* [WHAT YOU NEED TO DO] Copy out only those lines running from the line with "Note: mark the dark computer" to the end of the listing, keeping each one exactly as it is.

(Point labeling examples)
--- --- ---

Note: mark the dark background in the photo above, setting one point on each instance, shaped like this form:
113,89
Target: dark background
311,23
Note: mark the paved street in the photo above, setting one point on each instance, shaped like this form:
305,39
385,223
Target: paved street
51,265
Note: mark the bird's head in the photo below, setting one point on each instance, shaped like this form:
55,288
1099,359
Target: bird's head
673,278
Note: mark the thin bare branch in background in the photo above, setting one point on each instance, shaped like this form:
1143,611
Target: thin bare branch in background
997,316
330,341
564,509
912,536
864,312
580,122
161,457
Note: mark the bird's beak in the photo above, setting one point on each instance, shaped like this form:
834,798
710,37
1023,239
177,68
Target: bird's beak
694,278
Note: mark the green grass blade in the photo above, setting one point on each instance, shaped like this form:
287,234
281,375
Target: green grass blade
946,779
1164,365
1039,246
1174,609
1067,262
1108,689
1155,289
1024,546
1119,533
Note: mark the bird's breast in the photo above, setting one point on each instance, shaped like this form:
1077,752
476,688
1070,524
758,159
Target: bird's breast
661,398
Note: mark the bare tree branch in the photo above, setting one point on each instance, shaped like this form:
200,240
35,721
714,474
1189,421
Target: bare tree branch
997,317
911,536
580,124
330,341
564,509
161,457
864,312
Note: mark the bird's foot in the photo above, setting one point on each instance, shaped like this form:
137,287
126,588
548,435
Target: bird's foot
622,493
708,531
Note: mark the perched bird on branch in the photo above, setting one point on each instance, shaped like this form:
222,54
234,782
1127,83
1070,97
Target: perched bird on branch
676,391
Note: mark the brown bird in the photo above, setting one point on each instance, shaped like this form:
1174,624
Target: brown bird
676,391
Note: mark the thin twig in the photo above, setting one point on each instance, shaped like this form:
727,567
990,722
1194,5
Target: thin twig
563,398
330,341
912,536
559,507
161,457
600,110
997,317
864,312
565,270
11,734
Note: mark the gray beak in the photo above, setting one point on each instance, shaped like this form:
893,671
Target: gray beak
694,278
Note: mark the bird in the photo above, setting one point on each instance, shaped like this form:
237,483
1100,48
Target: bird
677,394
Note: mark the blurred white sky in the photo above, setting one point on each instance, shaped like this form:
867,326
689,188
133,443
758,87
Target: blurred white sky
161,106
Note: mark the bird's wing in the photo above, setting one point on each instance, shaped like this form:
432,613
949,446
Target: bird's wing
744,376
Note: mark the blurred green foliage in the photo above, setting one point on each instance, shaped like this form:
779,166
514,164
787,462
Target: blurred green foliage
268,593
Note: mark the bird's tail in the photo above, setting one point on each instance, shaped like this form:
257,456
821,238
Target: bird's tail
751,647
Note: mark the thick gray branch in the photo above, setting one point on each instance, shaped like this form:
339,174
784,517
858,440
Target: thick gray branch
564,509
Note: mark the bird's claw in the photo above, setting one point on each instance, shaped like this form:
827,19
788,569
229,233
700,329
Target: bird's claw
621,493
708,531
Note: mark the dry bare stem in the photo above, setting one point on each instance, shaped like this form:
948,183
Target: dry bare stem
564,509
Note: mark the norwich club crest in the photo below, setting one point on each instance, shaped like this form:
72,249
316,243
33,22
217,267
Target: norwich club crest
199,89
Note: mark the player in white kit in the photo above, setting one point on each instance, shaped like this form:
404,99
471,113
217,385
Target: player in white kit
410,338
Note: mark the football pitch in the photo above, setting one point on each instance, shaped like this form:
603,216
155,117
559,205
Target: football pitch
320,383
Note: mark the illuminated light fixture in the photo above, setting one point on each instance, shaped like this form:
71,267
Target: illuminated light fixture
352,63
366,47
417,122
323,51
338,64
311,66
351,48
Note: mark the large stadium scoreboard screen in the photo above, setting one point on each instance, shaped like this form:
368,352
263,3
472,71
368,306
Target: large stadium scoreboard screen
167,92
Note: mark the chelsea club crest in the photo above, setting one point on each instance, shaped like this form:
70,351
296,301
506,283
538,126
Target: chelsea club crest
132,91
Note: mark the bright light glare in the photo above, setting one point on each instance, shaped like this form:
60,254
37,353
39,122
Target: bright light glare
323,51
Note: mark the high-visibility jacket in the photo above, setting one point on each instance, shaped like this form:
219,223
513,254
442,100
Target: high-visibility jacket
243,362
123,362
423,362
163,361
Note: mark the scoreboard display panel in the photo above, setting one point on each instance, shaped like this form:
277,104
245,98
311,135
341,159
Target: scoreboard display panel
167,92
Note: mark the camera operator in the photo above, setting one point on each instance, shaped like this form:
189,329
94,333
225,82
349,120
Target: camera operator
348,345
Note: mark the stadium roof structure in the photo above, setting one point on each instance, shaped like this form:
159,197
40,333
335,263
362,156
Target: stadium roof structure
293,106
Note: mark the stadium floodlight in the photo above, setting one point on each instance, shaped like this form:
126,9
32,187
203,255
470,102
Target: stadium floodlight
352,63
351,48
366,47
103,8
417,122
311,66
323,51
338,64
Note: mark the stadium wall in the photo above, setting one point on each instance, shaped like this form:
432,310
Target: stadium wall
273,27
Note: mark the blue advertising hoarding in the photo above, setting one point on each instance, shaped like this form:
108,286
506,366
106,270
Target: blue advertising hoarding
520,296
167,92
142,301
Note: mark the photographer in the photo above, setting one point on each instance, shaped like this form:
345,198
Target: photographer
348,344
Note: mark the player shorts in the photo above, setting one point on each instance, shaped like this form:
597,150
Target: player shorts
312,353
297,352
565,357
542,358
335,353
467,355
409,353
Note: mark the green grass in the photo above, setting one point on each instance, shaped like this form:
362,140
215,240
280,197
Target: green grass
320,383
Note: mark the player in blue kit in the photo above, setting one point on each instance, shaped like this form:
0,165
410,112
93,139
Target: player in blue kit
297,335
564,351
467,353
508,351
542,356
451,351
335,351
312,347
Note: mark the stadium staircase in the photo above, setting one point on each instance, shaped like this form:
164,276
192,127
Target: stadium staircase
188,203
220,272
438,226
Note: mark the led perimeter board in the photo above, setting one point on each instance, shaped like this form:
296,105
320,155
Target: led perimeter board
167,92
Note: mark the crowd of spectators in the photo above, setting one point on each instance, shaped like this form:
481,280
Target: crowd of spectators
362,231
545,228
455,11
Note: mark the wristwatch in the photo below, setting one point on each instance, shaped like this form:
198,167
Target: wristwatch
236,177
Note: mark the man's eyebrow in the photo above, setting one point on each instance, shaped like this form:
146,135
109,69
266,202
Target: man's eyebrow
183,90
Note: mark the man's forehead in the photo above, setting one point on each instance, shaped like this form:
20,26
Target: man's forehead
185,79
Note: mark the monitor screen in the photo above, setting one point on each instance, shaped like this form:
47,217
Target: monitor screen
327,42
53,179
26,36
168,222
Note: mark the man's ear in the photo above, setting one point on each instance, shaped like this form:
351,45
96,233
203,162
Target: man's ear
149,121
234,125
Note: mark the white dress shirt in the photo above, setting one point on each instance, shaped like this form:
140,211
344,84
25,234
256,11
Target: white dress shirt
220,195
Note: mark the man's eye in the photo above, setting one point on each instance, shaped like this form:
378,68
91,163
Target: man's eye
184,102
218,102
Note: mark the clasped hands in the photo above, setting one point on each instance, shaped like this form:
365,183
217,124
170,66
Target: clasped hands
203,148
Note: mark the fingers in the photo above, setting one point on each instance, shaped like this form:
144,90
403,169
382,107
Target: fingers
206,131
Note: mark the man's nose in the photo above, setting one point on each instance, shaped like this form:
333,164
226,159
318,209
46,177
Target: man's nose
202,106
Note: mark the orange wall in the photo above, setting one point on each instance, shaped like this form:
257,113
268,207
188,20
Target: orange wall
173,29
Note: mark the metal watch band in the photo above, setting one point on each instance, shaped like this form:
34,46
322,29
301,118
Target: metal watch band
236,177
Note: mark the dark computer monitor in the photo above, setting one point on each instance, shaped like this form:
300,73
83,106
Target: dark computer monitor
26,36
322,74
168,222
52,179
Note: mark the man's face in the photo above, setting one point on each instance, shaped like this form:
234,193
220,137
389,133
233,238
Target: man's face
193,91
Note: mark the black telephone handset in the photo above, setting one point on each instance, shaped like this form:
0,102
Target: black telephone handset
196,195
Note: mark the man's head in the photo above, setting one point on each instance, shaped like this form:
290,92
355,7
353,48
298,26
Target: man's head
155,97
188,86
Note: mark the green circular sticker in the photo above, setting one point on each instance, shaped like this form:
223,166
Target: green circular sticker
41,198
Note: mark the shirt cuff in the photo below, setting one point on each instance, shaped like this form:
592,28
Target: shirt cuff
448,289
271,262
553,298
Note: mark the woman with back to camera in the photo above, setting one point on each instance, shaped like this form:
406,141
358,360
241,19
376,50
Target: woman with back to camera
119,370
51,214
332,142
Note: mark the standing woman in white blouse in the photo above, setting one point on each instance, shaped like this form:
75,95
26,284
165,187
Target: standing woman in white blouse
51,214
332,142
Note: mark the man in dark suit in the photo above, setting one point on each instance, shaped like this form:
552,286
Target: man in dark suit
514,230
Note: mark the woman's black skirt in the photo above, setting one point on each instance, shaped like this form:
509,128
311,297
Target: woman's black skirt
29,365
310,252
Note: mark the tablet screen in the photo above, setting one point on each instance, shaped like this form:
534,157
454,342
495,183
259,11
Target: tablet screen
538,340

--- --- ---

* [TASK OUTPUT]
Note: mark the dark computer monitor in the photo above, setting one point on each instance, shaped like this form:
300,73
83,106
Target: dark computer monitor
26,36
322,74
168,222
52,179
Note: mark the man's face in the photo above, setting one point on each instance, shaped like this form:
234,193
220,137
389,133
233,238
Target: man's face
193,91
Note: mark the black telephone handset in the photo above, setting one point on each instance, shaped like this form:
0,102
Target: black telephone handset
196,195
Note: mark the man's head in the photo above, setting one point on each instance, shaped like this form:
290,92
355,7
353,48
298,26
Target: man's head
155,97
188,86
Note: mark the green circular sticker in the photo above, setting one point on each instance, shaped like this form:
223,166
Target: green circular sticker
41,198
Note: mark the shirt cuff in the photo below, setting one point on each instance, shaped like this form:
592,28
Target: shirt cuff
448,289
271,262
553,298
Note: mark the woman with back to camera in the photo above, setting one point on each instance, shaped like this form:
406,141
358,360
241,19
376,50
Target: woman with back to camera
119,370
51,214
332,142
Note: mark the standing woman in white blouse in the photo above, setting one point on each instance, shaped like this form:
75,95
26,284
165,187
Target: standing woman in white blouse
51,214
332,142
Note: mark the man in dark suit in the photo above, setting one point on each instance, shaped like this form:
552,286
Target: man in dark suit
514,230
Note: mark the woman's black skirt in the photo above, setting one point on each instance, shaped like this form:
509,128
311,297
Target: woman's black skirt
29,365
310,252
Note: mark the tablet screen in the photo above, setting one point on each instance, shaped like this form:
534,157
454,342
495,183
259,11
Target: tablet screen
538,340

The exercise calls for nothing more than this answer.